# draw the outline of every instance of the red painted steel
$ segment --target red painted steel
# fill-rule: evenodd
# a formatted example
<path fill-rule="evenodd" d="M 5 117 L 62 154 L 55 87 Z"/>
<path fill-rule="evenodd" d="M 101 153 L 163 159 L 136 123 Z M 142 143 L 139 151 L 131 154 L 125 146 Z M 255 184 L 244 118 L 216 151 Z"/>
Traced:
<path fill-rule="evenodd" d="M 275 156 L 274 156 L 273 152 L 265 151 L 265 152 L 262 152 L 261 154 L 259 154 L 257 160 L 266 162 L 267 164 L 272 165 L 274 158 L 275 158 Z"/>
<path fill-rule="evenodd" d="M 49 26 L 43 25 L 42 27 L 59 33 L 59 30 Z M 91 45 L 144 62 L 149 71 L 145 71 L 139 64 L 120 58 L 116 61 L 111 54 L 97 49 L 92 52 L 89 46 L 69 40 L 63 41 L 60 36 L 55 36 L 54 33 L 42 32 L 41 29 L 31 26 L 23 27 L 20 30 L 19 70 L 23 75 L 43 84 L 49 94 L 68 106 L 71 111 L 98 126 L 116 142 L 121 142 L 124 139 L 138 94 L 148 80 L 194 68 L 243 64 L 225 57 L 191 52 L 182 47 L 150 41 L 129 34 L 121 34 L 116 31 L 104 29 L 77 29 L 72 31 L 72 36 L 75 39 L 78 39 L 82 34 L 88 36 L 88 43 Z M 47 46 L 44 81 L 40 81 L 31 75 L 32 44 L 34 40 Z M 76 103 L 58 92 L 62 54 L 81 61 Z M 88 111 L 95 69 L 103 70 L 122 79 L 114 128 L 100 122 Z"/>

________________________________________

WORK TO BE COMPLETED: Precisely the lines between those holding "# a formatted example" and "101 153 L 163", inclusive, are to be reproduced from the listing above, with nothing added.

RESPONSE:
# a formatted example
<path fill-rule="evenodd" d="M 5 117 L 62 154 L 55 87 Z"/>
<path fill-rule="evenodd" d="M 101 153 L 163 159 L 136 123 Z M 142 143 L 139 151 L 131 154 L 125 146 Z M 255 184 L 244 118 L 216 151 Z"/>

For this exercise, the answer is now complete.